* _Given request_
Write the records out again, keeping each line exactly as it is.

* _Data supplied_
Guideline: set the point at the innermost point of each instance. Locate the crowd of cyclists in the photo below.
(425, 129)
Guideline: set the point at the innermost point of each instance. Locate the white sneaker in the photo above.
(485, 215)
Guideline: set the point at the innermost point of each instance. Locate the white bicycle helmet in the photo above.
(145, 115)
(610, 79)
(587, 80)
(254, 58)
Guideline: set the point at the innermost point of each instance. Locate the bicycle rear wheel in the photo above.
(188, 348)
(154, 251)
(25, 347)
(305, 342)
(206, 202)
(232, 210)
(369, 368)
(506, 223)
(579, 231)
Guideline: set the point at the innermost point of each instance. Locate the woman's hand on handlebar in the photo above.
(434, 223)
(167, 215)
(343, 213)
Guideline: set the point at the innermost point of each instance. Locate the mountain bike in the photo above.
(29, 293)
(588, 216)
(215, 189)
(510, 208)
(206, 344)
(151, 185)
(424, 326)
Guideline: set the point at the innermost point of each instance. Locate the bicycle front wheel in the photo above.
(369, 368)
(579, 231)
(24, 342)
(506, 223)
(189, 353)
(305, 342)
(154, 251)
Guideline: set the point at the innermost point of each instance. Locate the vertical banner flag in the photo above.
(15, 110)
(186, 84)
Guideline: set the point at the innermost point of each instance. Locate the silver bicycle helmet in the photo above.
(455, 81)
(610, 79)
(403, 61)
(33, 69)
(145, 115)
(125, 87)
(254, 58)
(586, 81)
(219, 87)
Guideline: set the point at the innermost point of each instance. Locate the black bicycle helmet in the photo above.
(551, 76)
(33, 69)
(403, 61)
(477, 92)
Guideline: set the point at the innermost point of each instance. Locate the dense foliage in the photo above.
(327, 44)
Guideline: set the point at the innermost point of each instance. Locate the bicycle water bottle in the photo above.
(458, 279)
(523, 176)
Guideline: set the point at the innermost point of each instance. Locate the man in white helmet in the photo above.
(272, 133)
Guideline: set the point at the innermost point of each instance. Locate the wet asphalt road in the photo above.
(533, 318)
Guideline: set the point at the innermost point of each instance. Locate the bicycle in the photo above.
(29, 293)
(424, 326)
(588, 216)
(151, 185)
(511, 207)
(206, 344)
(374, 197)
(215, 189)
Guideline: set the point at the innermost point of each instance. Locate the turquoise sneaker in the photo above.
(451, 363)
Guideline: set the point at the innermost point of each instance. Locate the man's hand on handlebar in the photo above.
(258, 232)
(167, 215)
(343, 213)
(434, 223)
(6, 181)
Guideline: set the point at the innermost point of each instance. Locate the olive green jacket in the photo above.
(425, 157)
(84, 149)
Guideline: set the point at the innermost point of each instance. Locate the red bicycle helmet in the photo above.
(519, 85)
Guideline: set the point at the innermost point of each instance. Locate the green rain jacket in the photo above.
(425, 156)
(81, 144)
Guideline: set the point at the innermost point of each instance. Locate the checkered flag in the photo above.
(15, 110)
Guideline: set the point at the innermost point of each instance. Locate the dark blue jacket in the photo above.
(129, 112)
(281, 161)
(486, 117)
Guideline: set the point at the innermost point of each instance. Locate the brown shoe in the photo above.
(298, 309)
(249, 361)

* _Final answer_
Guideline: set the point at the innermost point of each instance. Locate the crowd of cyclists in the photo below.
(425, 129)
Guideline: set the point at the innermost point of each instance. Locate the white sneaker in the photo above.
(485, 215)
Guideline: set the point at the innermost point of each instance. Locate the white bicycle helmet in the photo above.
(145, 115)
(610, 79)
(587, 80)
(254, 58)
Guideline: set the point at the innermost point of each instance. Locate the bicycle rear wheel in the photo above.
(188, 348)
(154, 251)
(25, 347)
(305, 342)
(206, 202)
(232, 210)
(369, 368)
(506, 223)
(579, 231)
Guideline: set the point at the innermost point of each instance. Locate the woman's hand on handlebar in the photo above.
(434, 223)
(167, 215)
(343, 213)
Guideline: set the point at the innermost point of each instance. Locate the mountain bike in the photo above.
(29, 293)
(588, 216)
(215, 189)
(510, 208)
(206, 344)
(151, 185)
(424, 326)
Guideline: set the point at the innermost point of each instance. Locate the bicycle front wheel in the photo above.
(369, 368)
(579, 231)
(24, 342)
(506, 223)
(189, 353)
(305, 342)
(154, 251)
Guideline: set the point at the innermost point of each instance. Locate the vertical banner flag in the photo above.
(15, 110)
(186, 84)
Guideline: set the point at the innermost point of each instance. Locate the silver bicycle helmet in the photo above.
(455, 81)
(610, 79)
(403, 61)
(33, 69)
(145, 115)
(125, 87)
(254, 58)
(586, 81)
(219, 87)
Guideline: set the point at the innermost point of each instance. Locate the black bicycle helmet in the photo above.
(551, 76)
(33, 69)
(403, 61)
(477, 92)
Guideline: set the point at the innermost point of each instance. Locate the dense foliage in the photo above.
(327, 44)
Guideline: set the point at the innermost point of each instance. Locate the bicycle water bottle in the photo above.
(458, 279)
(523, 176)
Guideline: set the point at the innermost point of each instance. Locate the man in white helmet in the photo above.
(272, 133)
Guideline: set the point at the innermost point of each instance. Locate the wet asphalt road in the photo above.
(533, 318)
Guideline: set the point at the innermost point of each instance. Locate the bicycle in the photo above.
(29, 293)
(424, 326)
(588, 216)
(151, 185)
(511, 207)
(206, 344)
(374, 197)
(215, 189)
Guideline: set the point at the innermost point of each instance. Locate the turquoise sneaker in the photo above.
(451, 363)
Guideline: set the point at the innermost point of each instance. Locate the man's hand on handlebar in the photo above.
(258, 232)
(167, 215)
(343, 213)
(434, 223)
(6, 181)
Guideline: set the point at the innermost point of each instance. Locate the olive green jacket in the photo above.
(425, 157)
(84, 149)
Guideline: set the point at the innermost point of each instance. Locate the red bicycle helmet in the photo above.
(519, 85)
Guideline: set the point at the innermost point of each instance. Locate the green rain jacket in the photo above.
(425, 156)
(81, 144)
Guideline: set the point at the innermost point of each instance. Locate the checkered flag in the photo above.
(15, 110)
Guideline: set the point at the innermost point of each instance. Locate the dark blue jacket in the photo above.
(129, 112)
(281, 161)
(486, 117)
Guideline: set the point at the innermost point of each instance. Locate the brown shoe in the photo above.
(298, 309)
(249, 361)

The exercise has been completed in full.